▸ **Exercise prompt**
Write the material out again, line by line, exactly as it is.

+++ Material supplied

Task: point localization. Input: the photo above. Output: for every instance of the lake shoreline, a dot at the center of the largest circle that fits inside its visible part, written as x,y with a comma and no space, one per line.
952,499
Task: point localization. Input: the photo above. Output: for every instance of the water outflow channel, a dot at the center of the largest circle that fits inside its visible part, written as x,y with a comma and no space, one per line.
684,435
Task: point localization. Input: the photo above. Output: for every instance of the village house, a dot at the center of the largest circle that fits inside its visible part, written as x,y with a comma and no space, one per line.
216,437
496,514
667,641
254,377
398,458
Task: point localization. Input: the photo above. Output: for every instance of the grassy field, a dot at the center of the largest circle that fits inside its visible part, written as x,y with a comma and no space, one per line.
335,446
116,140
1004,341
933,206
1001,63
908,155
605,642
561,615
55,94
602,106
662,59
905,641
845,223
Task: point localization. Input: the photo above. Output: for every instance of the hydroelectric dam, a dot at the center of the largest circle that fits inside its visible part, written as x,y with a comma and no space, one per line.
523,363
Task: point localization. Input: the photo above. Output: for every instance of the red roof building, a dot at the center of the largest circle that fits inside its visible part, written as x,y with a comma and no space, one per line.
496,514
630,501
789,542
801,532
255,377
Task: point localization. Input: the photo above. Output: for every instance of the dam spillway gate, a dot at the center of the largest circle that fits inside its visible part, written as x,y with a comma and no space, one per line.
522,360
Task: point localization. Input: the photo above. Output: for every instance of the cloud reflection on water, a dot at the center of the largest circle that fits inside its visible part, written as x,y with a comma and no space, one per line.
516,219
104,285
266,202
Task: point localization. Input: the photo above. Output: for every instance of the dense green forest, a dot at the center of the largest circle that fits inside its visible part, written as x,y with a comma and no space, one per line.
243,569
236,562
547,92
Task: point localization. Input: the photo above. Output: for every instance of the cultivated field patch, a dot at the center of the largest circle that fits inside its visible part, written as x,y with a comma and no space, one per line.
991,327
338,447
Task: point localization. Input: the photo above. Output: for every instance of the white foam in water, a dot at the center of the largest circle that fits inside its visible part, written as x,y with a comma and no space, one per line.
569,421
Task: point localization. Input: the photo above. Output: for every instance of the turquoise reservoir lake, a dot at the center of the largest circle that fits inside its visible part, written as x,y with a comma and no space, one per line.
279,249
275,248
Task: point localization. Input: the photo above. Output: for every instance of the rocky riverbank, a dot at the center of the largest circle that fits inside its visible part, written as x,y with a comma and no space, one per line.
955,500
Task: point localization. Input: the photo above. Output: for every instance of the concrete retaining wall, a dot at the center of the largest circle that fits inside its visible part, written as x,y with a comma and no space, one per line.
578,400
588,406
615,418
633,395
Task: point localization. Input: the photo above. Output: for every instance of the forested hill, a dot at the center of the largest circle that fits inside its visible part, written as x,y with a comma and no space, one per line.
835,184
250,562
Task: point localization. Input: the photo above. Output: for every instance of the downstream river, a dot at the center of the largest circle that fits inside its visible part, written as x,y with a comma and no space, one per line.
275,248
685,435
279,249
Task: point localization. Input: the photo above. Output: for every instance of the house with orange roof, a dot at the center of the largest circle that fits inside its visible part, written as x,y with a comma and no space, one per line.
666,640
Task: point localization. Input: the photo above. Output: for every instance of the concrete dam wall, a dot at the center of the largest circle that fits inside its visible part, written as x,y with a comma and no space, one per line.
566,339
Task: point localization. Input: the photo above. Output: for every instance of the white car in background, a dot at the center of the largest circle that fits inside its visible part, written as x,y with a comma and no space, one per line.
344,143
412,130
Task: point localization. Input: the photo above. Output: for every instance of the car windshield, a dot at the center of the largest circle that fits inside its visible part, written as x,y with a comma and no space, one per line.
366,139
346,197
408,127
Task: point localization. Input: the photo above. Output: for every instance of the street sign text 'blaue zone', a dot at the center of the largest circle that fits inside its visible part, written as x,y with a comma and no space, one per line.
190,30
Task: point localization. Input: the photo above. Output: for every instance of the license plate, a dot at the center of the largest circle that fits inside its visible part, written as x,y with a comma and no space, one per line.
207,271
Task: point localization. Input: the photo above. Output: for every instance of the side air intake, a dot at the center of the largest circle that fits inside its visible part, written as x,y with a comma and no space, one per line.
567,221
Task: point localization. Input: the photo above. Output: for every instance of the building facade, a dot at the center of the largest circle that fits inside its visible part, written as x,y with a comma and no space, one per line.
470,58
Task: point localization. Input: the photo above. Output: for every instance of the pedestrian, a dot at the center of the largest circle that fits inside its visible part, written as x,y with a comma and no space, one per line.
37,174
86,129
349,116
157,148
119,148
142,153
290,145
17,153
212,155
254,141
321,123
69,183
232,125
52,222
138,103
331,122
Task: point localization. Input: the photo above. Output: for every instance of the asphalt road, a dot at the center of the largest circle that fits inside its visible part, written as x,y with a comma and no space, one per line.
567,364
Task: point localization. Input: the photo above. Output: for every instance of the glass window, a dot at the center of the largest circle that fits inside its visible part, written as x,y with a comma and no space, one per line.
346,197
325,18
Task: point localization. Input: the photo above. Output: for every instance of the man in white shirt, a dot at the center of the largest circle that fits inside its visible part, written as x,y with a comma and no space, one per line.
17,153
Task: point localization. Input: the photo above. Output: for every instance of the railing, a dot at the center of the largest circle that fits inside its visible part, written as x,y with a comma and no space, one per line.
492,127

++++++

▸ **Solution for this task**
Task: point localization. Input: the photo above. Output: for every instance of the lake shoreline, a dot at the center of the largest circle that fits inside its visible part, written as x,y with a comma and no space, one per line.
952,499
Task: point localization. Input: the photo above. Output: for every instance of the water outflow channel, a dot at the center of the largest circle that fits inside its visible part, written as x,y with a comma and no space, one per line.
684,435
Task: point localization. Input: the photo above. Output: for every instance of the village house, a dot at the center of the largest circle that fits inside its visible part, written as x,y with a comma and no space, one per line.
216,437
496,514
667,641
254,377
398,458
Task: point localization. Input: the photo above. Output: for every instance of the grassy field, a dot at the center of the largest circle that fits inside its visible part, written as x,y with a comma and no space, one per line.
335,446
116,140
1004,341
933,206
1001,63
908,155
605,642
561,615
55,94
602,106
662,59
905,641
845,223
Task: point localization. Input: the photo above. Output: for every instance of the hydroelectric dam, a dot at the center of the largest circle that fits inside its visible part, written as x,y with a comma and no space, one per line.
523,363
Task: point localization. Input: the photo above. Output: for every instance of the red roof building, a dot at the center of the largest circle that fits inside its visible part, written as x,y with a comma and no space, one per line.
496,514
630,501
789,542
801,532
255,377
Task: point localization. Input: the photo above. Output: for every instance of the dam spillway gate, a dot at the center of the largest circle that fits inside its visible part, written as x,y with a comma and no space, one per line.
522,360
Task: point localization. Input: the photo above. Output: for every instance of the cloud reflection on water, a dot at the center of the largest circle that fits inside its visible part, written as x,y with a comma and no space, one per line.
516,219
104,285
266,202
Task: point localization. Input: the photo above. Output: for every instance of the dense green forest, a dot at the center of the largest circle that fits inside its visible part, written as x,y with a comma and no space, one per line.
243,569
236,562
547,92
Task: point localization. Input: the photo above. Output: for every instance of the cultivated field patch, a dot at the center of the largest circle that fits inside its visible part, written as x,y with a comma and no space, one per line.
991,327
338,447
Task: point localization. Input: the photo above. Output: for every instance of the white foam in water, a dot at the center of the largest circle that fits inside its visible part, written as x,y with a comma and no space, one per line.
569,421
Task: point localization. Input: the photo above. Output: for every instance of the turquoise reservoir lake, a dot at the center of the largest circle that fits inside its visible part, written as x,y with a comma and no space, one per line.
279,249
275,248
Task: point localization. Input: the photo above. Output: for every instance of the rocky riverbank, a dot at the center of the largest circle that fits inside its visible part, written as x,y with a comma and no space, one per line.
955,500
Task: point localization. Input: the photo above. Output: for every instance of the concrete retaining wall, a dot at the center of the largest circle that fits inside its visible part, written as x,y with a comma and no space, one per line.
578,400
588,406
615,418
633,395
Task: point localization. Input: the photo above. Output: for every instance of the forested hill, a dot at the center of the largest circle that fits inside its visible part, written as x,y with a comma and no space, one per line.
835,184
250,562
Task: point localization. Input: the photo above. Output: for every instance of the downstream river, a dot at the center of the largest circle that fits inside its visible part, written as x,y with a comma and no space, one per line.
275,248
685,435
279,249
Task: point localization. Input: the photo above. Output: for every instance of the house with orange roof, a dot at the center of the largest circle that fits inside its visible part, written as x,y with a comma and no space, one per line.
666,640
Task: point localization. Input: the photo above. Output: for every instance of the concrete dam wall, a dot at the center of the largest circle that fits inside its visible part, written as x,y with a comma and no space, one per line.
566,339
Task: point localization. Input: the photo above. Output: for every instance of the white car in background, a dot at the center of the largest circle that fits inside its visible part, written as x,y with a comma and no space, one per line.
344,143
412,130
Task: point localization. Input: the photo above. Output: for every instance of the car windshield, a dot at the center of the largest circle that fits inside its visible part, written as x,y with a comma and no space, one per line.
366,139
346,197
408,127
Task: point localization. Input: the photo above. Output: for every instance of the street sign text 'blaue zone', a dot at the center of the largest circle that fits inside its visible part, written as x,y with a comma and no space, one per line.
190,30
Task: point localization. Input: the photo above. Output: for every instance of the license plate, a dot at the center of the largest circle that fits inside its visible part, written as x,y with a comma and no space, one per line.
207,271
Task: point localization. Input: the photo above. Output: for every instance of the side air intake, a dot at the center of the largest circle that fits inside its visible part, written as x,y with a comma and no space, one per line.
567,221
Task: point localization. Input: the photo above. Output: for every instance of the building facade, a dot at the center of the largest circle that fits inside its visible part, written as x,y with a comma and no space, one per line.
470,58
Task: point localization. Input: the photo above. Output: for every instance of the pedestrian, a dot at the center of the largest circle that fits inside its visible part, written as x,y with a comma and no space, one per line.
37,174
86,129
349,116
157,148
119,148
142,153
290,145
17,153
212,155
254,141
321,123
69,183
232,125
52,222
138,103
331,122
Task: point localization. Input: the photo above. Output: for every instance of the asphalt road, a dot at the center of the largest circle that fits inside its visible part, written as x,y with a comma and no space, one per line.
567,364
Task: point localization. Input: the photo above. Output: for every instance of the glass window, a dot at the center of the largest circle that fits inside its visible part, written as x,y with a comma and no space, one per line.
346,197
325,18
Task: point localization. Input: the photo above. Output: for every instance of the man in white shirt, a dot at the center of the largest circle that fits inside its visible part, written as x,y with a comma and no space, one per line.
17,153
Task: point localization. Input: the photo above. Output: for every instance of the railing, a dot at the center of the largest circle that fits inside its visible part, written as x,y with a comma and no space, one per line.
492,127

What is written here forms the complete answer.